▶ [Raw data]:
== Segment start ==

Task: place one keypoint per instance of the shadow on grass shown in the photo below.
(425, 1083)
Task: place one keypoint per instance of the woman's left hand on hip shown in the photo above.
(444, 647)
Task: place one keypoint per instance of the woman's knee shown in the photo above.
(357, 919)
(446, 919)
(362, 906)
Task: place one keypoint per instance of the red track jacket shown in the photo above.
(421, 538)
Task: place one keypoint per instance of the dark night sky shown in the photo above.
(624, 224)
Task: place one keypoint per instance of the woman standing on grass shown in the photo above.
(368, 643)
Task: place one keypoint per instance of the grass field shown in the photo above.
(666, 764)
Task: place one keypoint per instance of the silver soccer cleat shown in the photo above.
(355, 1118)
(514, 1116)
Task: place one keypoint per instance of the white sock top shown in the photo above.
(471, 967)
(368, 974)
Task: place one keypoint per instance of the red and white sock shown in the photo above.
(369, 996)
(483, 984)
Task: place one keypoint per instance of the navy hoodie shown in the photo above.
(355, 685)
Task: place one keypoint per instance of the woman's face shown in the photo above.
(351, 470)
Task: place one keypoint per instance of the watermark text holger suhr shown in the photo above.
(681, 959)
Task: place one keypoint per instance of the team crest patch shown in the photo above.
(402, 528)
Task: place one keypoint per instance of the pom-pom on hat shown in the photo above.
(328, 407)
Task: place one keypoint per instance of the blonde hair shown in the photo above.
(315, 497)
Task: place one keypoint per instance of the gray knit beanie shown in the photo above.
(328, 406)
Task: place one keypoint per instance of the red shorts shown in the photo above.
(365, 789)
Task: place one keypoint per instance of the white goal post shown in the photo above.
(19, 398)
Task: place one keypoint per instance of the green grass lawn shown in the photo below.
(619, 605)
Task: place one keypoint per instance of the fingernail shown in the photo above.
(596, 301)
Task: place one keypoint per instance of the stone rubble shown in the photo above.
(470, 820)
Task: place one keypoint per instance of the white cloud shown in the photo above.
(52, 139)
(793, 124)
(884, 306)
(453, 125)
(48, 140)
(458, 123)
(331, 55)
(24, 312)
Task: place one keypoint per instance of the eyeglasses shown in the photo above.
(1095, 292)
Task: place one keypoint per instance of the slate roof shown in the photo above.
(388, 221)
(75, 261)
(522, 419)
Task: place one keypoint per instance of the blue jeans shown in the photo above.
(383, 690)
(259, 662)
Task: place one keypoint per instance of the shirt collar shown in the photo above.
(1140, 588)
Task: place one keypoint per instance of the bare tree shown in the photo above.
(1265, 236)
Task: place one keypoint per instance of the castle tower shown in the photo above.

== Segment end ==

▶ [Exercise objective]: Copy over exactly the lines above from the one with "Task: place one keypoint per instance of the white cloud" to the last, both included, and no others.

▶ [Answer section]:
Task: place one keypoint per instance of the white cloud shown in the photo above.
(52, 139)
(793, 124)
(884, 306)
(453, 125)
(48, 140)
(458, 123)
(331, 55)
(24, 312)
Task: place one keypoint per instance of the eyeglasses shown in the photo above.
(1095, 292)
Task: place one keypoint per instance of the slate roof shown in the photo above.
(388, 221)
(75, 261)
(522, 419)
Task: place one keypoint per instance of the blue jeans shown in the photo above.
(383, 690)
(259, 662)
Task: place one keypoint per instance of the shirt collar shown in the photo above.
(1140, 588)
Task: place one keypoint per instance of the bare tree shown in the photo above.
(1265, 236)
Task: place one keypoint per instance of the castle tower shown in the photo above.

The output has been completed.